Work required >>
What you return should match the data below exactly, line for line.

Information shown >>
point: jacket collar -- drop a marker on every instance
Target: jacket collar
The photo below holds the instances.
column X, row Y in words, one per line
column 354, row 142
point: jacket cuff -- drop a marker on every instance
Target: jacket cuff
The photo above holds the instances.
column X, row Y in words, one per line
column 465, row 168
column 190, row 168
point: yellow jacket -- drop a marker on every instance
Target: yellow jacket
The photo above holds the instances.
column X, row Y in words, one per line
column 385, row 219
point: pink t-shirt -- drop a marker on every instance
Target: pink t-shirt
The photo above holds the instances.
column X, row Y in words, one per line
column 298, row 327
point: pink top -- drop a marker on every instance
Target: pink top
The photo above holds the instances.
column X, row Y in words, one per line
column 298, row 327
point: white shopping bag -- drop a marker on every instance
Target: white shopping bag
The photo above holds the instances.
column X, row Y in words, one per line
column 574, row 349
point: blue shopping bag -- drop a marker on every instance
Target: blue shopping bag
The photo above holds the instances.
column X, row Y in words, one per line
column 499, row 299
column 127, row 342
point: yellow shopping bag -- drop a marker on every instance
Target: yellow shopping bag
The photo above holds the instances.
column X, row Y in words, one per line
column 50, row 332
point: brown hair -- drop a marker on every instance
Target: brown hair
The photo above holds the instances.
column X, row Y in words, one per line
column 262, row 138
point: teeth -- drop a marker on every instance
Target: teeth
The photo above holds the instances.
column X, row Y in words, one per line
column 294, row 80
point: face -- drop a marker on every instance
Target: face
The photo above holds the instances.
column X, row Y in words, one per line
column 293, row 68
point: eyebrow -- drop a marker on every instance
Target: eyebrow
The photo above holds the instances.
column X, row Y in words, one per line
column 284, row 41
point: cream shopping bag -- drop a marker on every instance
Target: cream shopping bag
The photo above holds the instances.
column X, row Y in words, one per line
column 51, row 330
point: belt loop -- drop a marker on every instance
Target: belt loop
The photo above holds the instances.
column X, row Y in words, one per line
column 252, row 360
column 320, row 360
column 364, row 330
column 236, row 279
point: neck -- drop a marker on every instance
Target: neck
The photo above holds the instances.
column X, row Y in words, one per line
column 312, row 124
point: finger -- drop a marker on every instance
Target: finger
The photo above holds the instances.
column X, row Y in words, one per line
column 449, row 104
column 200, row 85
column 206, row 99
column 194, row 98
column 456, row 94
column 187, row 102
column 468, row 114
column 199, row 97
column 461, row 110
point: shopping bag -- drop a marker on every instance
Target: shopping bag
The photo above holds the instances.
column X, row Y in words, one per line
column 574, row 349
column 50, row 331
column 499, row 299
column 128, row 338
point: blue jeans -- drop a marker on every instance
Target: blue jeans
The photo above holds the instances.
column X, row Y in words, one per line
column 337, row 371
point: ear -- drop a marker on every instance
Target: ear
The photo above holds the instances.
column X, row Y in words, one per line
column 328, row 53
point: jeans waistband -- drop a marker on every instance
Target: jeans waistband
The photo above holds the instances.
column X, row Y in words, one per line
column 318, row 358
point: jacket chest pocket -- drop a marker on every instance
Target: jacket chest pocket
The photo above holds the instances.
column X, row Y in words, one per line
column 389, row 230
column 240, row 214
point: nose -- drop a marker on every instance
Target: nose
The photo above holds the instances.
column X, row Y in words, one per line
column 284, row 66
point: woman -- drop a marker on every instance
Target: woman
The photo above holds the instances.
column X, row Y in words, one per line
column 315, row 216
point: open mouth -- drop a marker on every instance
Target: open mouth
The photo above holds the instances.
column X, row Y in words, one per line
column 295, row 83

Expected answer >>
point: jacket collar -- drop a marker on every instance
Target: jacket collar
The photo below holds the instances.
column X, row Y in words, one per line
column 354, row 142
point: jacket cuff -- drop a marker on every instance
Target: jacket cuff
The photo above holds the instances.
column X, row Y in words, one per line
column 465, row 168
column 190, row 168
point: yellow jacket -- drop a marker on every instance
Target: yellow jacket
The photo above holds the instances.
column X, row Y in words, one per line
column 385, row 219
point: pink t-shirt -- drop a marker on every instance
Target: pink t-shirt
The photo above holds the instances.
column X, row Y in words, one per line
column 298, row 327
point: pink top -- drop a marker on every instance
Target: pink top
The photo above holds the instances.
column X, row Y in words, one per line
column 298, row 327
point: white shopping bag -- drop a marker on every instance
Target: white shopping bag
The photo above holds the instances.
column X, row Y in words, one per line
column 574, row 349
point: blue shopping bag -- drop a marker on every instance
Target: blue shopping bag
The photo above holds the instances.
column X, row Y in words, one per line
column 499, row 299
column 127, row 342
point: yellow shopping bag -- drop a marker on every instance
Target: yellow shopping bag
The photo above holds the instances.
column X, row Y in words, one per line
column 50, row 332
point: brown hair -- drop a marker on every instance
Target: brown hair
The photo above holds the instances.
column X, row Y in words, one per line
column 262, row 138
point: teeth -- drop a marker on every instance
Target: teeth
The photo above holds the instances.
column X, row Y in words, one per line
column 294, row 80
point: face -- drop a marker on every instance
Target: face
The photo above holds the instances.
column X, row Y in words, one per line
column 293, row 68
point: eyebrow -- drop a marker on every instance
Target: eyebrow
The photo above holds the instances.
column X, row Y in words, one per line
column 284, row 41
point: cream shopping bag -- drop a marker on every instance
Target: cream shopping bag
The photo above holds the instances.
column X, row Y in words, one per line
column 51, row 330
point: belt loop -- drop a marker on every instance
Target: belt loop
The photo above holds the instances.
column X, row Y in words, one per line
column 252, row 360
column 320, row 360
column 364, row 330
column 236, row 279
point: neck -- drop a marker on every instance
Target: neck
The photo above holds the instances.
column X, row Y in words, one per line
column 312, row 124
point: finger -- drop a marker on every instance
Target: finger
The photo above holds the instances.
column X, row Y in words, one per line
column 449, row 104
column 200, row 85
column 206, row 99
column 194, row 98
column 456, row 94
column 187, row 102
column 468, row 114
column 199, row 97
column 461, row 110
point: shopping bag -- drop a marker on every instance
Target: shopping bag
The photo above holds the instances.
column X, row Y in words, one per line
column 574, row 349
column 50, row 331
column 499, row 299
column 128, row 338
point: blue jeans -- drop a marker on every instance
Target: blue jeans
The photo above holds the instances.
column X, row Y in words, one per line
column 337, row 371
point: ear -- drop a marker on every instance
Target: ear
The photo above holds the instances.
column X, row Y in words, one per line
column 328, row 53
point: jeans waistband -- drop a marker on every instance
Target: jeans waistband
The photo above holds the instances.
column X, row Y in words, one per line
column 318, row 358
point: jacket chest pocket -- drop a marker on every instance
Target: jacket chest pocket
The photo above holds the instances.
column X, row Y in words, one per line
column 389, row 230
column 240, row 214
point: nose -- drop a marker on every instance
Target: nose
The photo above holds the instances.
column X, row Y in words, one per line
column 284, row 66
point: woman -- drop a marker on every instance
Target: woman
The photo above holds the instances.
column X, row Y in words, one per line
column 315, row 216
point: open mouth -- drop a marker on every instance
Target: open mouth
The photo above holds the instances.
column X, row Y in words, one per line
column 295, row 83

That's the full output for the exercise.